### Source document
-- Opening Marker --
Life by land and sea (1889) contains Mulford's adventures at sea and in the West, 1856-1872: life on a clipper and a California coastal schooner hunting whales and seals, gold prospecting in Tuolumne County, accounts of camp life and experiences as a school teacher and minor local politican, copper mining in Stanislaus County, and career as journalist for the San Francisco Golden Era.
Although sometimes absent, social skills were certainly prized in Early California, but the mark of a true gentleman was his skill in baking a perfect pie.
-- Closing Marker --
### Material provided
-- Opening Marker --
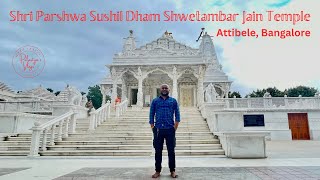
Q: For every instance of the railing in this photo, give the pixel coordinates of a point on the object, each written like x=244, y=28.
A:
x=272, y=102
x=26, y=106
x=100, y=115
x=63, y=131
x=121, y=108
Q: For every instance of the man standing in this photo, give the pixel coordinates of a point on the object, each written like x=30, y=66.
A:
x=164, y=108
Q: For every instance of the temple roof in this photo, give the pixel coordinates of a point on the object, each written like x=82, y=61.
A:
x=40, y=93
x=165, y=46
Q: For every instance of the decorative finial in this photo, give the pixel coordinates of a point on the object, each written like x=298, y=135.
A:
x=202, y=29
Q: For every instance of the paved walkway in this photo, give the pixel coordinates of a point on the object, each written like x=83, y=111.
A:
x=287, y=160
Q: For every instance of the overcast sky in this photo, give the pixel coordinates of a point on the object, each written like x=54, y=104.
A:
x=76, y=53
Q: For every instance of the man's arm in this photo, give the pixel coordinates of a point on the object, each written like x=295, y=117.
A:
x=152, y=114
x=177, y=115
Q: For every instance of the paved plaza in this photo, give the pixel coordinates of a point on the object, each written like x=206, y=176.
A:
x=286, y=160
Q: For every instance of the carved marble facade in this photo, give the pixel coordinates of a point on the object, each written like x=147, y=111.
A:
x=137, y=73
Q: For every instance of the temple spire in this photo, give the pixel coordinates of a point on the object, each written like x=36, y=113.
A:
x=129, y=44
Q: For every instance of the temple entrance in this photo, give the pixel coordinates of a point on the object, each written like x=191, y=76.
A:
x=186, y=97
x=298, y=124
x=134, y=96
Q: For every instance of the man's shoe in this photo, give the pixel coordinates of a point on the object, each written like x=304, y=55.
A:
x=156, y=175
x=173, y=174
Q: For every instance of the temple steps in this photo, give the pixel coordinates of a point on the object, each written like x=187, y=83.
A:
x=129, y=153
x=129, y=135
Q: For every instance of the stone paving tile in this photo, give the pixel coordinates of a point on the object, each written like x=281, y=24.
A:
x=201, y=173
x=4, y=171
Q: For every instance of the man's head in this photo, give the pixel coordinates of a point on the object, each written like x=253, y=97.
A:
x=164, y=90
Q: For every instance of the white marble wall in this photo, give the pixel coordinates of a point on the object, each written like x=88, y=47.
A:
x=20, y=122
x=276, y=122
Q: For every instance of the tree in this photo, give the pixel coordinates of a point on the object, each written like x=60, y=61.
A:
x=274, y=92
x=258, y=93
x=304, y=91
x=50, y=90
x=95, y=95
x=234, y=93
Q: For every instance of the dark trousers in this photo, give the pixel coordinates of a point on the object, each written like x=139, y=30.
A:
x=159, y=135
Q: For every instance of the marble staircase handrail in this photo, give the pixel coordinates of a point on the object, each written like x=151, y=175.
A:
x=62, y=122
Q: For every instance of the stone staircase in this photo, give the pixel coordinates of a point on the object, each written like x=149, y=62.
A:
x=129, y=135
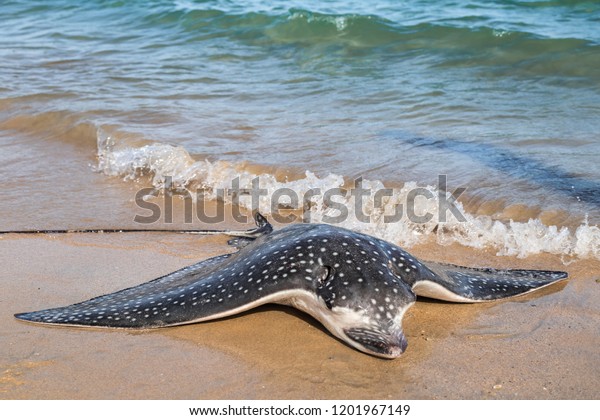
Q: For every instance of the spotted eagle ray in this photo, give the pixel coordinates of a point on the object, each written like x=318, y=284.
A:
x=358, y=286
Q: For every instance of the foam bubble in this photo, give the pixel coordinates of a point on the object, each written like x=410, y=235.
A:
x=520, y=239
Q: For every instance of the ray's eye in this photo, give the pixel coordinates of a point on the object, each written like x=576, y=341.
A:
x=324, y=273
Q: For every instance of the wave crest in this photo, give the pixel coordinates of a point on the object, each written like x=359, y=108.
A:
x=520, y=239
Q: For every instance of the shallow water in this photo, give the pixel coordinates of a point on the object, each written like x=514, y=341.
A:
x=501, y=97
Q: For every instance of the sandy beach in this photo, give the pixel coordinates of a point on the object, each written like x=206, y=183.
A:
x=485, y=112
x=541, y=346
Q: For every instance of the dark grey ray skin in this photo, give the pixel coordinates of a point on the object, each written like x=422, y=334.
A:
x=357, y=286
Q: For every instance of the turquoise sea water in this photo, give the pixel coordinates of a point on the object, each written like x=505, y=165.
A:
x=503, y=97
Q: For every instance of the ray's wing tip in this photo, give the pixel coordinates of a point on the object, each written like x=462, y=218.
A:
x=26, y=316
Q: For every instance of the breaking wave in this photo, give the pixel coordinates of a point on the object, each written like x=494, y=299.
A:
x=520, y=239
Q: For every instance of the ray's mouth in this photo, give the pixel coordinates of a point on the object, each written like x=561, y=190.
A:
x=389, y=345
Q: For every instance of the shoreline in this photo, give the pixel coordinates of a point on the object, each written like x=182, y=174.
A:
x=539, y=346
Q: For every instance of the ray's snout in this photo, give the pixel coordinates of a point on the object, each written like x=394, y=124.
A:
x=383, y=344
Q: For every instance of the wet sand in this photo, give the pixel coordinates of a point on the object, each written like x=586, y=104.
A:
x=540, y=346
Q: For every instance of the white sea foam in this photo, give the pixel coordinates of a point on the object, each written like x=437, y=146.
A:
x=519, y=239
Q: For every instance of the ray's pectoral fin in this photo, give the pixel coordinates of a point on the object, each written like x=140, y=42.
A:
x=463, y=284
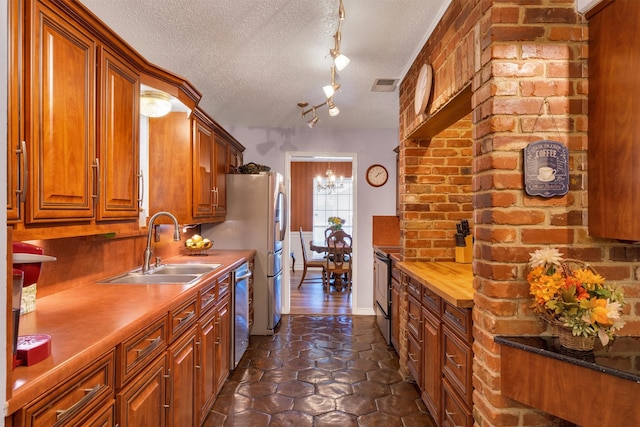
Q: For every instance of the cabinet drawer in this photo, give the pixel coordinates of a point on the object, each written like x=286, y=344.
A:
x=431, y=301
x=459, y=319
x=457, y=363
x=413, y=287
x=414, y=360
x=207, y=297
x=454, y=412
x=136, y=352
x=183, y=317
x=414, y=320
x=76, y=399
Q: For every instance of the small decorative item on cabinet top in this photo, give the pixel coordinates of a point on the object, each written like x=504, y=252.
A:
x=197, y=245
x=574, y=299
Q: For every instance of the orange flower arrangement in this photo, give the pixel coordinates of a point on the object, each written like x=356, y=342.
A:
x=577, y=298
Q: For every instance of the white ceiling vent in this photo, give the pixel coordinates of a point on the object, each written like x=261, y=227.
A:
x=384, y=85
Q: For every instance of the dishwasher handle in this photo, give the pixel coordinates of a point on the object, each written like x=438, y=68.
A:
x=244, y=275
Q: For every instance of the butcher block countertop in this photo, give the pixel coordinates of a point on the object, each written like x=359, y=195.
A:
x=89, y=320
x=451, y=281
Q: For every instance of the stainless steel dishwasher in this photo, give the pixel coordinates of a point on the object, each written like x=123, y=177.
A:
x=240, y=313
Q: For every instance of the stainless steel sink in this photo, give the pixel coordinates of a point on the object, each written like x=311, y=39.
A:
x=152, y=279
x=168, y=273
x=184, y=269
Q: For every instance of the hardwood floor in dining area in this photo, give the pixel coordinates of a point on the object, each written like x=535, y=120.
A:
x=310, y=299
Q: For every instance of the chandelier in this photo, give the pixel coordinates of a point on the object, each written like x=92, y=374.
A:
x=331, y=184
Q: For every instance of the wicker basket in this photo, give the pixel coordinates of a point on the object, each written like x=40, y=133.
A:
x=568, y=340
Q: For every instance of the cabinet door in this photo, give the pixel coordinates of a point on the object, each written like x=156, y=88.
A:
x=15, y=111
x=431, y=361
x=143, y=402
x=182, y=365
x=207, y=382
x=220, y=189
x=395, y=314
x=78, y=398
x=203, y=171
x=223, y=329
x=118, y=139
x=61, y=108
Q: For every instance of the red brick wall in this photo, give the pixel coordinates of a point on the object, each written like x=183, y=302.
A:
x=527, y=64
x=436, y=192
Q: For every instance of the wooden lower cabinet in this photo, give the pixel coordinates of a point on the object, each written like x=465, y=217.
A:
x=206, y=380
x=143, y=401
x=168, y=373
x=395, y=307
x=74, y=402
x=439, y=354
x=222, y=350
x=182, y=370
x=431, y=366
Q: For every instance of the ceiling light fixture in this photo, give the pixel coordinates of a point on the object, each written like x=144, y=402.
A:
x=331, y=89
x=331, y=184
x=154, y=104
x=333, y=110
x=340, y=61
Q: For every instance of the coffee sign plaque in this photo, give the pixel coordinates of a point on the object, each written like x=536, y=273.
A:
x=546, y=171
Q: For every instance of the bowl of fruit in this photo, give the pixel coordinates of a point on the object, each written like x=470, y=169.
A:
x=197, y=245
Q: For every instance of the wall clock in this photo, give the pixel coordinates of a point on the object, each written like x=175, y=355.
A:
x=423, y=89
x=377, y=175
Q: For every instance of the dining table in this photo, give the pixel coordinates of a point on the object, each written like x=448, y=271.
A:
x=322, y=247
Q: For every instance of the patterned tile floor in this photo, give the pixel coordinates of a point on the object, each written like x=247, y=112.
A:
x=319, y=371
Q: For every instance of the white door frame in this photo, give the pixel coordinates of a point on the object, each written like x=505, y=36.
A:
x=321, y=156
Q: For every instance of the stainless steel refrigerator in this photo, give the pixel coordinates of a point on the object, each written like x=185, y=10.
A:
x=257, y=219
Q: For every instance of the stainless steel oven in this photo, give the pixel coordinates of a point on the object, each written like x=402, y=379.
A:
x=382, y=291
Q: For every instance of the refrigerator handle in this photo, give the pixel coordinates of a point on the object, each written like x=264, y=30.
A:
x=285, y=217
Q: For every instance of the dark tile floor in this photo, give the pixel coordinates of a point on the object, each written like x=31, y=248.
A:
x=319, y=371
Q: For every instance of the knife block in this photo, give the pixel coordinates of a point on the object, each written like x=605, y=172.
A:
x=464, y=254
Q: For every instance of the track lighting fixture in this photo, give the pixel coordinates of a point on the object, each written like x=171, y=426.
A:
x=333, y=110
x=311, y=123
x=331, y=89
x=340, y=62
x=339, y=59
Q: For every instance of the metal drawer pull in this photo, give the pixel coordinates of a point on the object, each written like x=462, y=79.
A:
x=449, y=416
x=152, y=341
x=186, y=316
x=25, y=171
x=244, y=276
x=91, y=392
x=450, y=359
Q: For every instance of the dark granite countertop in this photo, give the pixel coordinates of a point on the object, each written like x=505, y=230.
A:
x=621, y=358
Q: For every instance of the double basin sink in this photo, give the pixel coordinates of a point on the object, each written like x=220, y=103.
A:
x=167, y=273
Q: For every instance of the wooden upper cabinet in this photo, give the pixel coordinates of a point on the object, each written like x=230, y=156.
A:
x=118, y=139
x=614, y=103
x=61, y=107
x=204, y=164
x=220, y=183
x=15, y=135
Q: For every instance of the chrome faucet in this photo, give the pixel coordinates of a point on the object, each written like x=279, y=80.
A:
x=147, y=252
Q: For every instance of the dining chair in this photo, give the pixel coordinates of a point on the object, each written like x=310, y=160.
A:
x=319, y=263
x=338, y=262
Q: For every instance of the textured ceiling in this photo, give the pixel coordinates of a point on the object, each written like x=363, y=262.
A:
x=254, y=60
-- Closing Marker --
Translate this sentence from the book description into Spanish: "Although sometimes absent, social skills were certainly prized in Early California, but the mark of a true gentleman was his skill in baking a perfect pie." The rows are separate material, apart from the book description.

### Solution to this task
Aunque a veces ausentes, las habilidades sociales eran sin duda apreciadas en la California de los primeros tiempos, pero la señal de un verdadero caballero era su habilidad para hornear un pastel perfecto.